━━ TEXT ━━

You can’t make this stuff up.
Aviva Romm, MD has thoughtfully taken a break from her 30 day series on “Preventing Unnecessary Cesareans,” to inform us that she is shocked, shocked that some women are being shamed for their C-sections:
Day 7: Take Back Birth: Preventing Unnecessary Cesareans
Today I am making a departure from cesarean prevention to talk about SHAME prevention… Let’s talk about birth and shame. The fears of “failing” because of the pressures to go “au naturale” whether around birth, breastfeeding, or how we raise our kids. How we can better support each other to have the healthiest, safest, most empowering experiences possible?
How? Come closer, Aviva and I will whisper just one teensy, weensy little way that you might take the first step toward better support other women:
END YOUR NONSENSICAL, ANTI-SCIENTIFIC SERIES ON PREVENTING “UNNECESSARY” CESAREANS!
Romm’s series in a object lesson in the subtle cruelty of natural childbirth shaming.
Day 1: Start with self-serving hypocrisy:
My goal is not to make anyone who had a cesarean feel badly about it. We all do what we have to do in complex situations.
English to English translation: If only you had been smarter, you wouldn’t have had a C-section.
Day 2: Justify your own refusal to take responsibility by practicing obstetrics deciding which C-sections are necessary.
When applying to medical residencies, I considered becoming an OB-GYN, thinking this would be an extraordinarily subversive and effective way that I, as a midwife, could influence change in hospital birthing practices. Then I visited residency programs where I was confidently informed that I would get PLENTY of surgical training because there would be no shortage of cesareans!…
See, Aviva can’t take any personal responsibility for preventing unnecessary C-sections, because she might have had to perform a lot of C-sections in order to gain the qualifications to determine which C-sections are unnecessary, and she didn’t want to do that. Get it? Me, neither.
Day 3: Tell a whopper!
Your body should be your business not big business for someone else.
Thus saith Aviva Romm, whose entire career is a giant business, from midwifery, to books, to newsletters, to seminars, to bamboozling people by practicing “functional” medicine. 100% of Romm’s income depends on your body being a big business for her.
Day 4: Lie about the scientific evidence
Here’s a tip you might not have realized is ok and even beneficial: Eat during labor.
No, there is NO scientific evidence that eating in labor is beneficial. It’s not like the issue hasn’t been studied; it has been studied repeatedly. Each study has utterly failed to show any benefit to eating in labor, only risk. That risk being the risk of aspirating the food that you have eaten into your lungs.
But claiming that it is beneficial is delightfully subversive so Aviva indulges herself.
Day 5: Bash technology:
… [T]echnology and natural birth aren’t a great mix. So when I was pregnant I asked myself: How can I birth naturally? I studied how women birthed traditionally. I studied native birthing practices around the world through anthropology. Here’s what I learned and did: Walking, laboring with women friends and relatives there for support, eating when I was hungry, drinking when thirsty, staying upright for labor, pushing when the instinct overtook my body, squatting for birth. While you don’t have to do all of these, taking birth lying down and assuming technology knows our bodies better than we do are some of the ways we’ve gotten into this 34% cesarean rate!…
Me, me, me! Look at me! Follow me! Copy me! I’m awesome and if you try hard enough you can be like me, me, me!

━━━
━━ DATA SECTION ━━

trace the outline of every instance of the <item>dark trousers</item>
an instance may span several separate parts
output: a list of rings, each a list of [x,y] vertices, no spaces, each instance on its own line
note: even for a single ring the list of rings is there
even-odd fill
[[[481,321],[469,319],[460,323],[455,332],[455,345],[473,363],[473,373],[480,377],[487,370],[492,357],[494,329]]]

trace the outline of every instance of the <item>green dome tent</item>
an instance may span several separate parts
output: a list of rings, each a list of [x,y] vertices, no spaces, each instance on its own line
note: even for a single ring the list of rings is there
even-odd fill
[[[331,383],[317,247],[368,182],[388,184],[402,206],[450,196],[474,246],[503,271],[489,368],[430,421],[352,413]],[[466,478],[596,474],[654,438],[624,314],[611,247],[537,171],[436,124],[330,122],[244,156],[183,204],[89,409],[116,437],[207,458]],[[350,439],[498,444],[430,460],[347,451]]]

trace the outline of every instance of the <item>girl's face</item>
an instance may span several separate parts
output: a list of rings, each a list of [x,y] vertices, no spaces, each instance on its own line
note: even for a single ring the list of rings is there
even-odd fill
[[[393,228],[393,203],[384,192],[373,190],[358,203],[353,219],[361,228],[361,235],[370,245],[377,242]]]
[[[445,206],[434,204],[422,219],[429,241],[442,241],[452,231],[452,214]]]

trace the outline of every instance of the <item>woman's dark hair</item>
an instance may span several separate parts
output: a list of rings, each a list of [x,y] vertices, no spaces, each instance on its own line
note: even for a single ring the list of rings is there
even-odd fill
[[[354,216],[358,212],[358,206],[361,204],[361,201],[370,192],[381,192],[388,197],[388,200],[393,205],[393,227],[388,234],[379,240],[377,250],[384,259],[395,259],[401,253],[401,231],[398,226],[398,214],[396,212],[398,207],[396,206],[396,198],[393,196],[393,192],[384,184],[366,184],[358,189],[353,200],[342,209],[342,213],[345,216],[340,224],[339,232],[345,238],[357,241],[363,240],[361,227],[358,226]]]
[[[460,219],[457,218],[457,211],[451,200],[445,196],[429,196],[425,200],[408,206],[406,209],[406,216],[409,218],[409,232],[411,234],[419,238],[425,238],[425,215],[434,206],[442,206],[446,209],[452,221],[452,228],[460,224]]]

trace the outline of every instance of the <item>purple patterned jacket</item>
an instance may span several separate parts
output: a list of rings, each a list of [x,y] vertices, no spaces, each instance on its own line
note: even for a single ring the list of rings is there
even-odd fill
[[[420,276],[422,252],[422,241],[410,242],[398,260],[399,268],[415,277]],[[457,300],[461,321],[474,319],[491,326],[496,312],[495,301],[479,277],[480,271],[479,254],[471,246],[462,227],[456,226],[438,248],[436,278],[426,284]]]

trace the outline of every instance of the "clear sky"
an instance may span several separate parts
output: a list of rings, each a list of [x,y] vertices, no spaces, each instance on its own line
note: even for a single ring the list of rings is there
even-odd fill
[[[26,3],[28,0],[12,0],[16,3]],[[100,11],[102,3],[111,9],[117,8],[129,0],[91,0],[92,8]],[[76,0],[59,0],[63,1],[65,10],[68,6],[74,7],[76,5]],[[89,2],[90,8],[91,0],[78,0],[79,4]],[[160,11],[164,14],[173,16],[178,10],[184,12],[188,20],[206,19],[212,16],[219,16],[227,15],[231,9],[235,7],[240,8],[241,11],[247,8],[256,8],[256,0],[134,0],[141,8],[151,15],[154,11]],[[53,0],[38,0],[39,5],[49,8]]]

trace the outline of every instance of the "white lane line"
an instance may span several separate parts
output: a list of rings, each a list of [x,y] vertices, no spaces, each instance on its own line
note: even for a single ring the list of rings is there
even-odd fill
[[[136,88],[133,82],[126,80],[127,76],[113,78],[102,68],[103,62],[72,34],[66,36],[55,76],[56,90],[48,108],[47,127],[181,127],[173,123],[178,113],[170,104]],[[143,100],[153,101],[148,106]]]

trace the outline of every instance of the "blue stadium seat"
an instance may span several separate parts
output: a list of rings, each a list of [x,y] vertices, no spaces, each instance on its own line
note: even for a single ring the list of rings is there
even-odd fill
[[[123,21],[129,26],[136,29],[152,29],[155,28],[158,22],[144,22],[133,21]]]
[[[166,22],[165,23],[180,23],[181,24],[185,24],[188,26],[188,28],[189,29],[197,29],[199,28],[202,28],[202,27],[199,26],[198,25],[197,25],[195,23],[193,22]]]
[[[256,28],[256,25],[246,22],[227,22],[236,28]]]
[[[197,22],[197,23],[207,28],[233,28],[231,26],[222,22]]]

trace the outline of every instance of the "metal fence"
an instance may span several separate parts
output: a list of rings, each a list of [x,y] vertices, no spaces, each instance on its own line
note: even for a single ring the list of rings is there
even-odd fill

━━━

*EXERCISES TO COMPLETE*.
A – In the post on cesarean shaming, copy the passage that starts at the words "How? Come closer, Aviva" and ends after the words "in complex situations.".
B – In the post on cesarean shaming, list every practice that the passage quoted under "Day 5: Bash technology" names as something its writer learned and did.

*EXPECTED OUTPUTS*.
A –
How? Come closer, Aviva and I will whisper just one teensy, weensy little way that you might take the first step toward better support other women:
END YOUR NONSENSICAL, ANTI-SCIENTIFIC SERIES ON PREVENTING “UNNECESSARY” CESAREANS!
Romm’s series in a object lesson in the subtle cruelty of natural childbirth shaming.
Day 1: Start with self-serving hypocrisy:
My goal is not to make anyone who had a cesarean feel badly about it. We all do what we have to do in complex situations.

B –
- Walking
- Laboring with women friends and relatives there for support
- Eating when hungry
- Drinking when thirsty
- Staying upright for labor
- Pushing when the instinct overtook the body
- Squatting for birth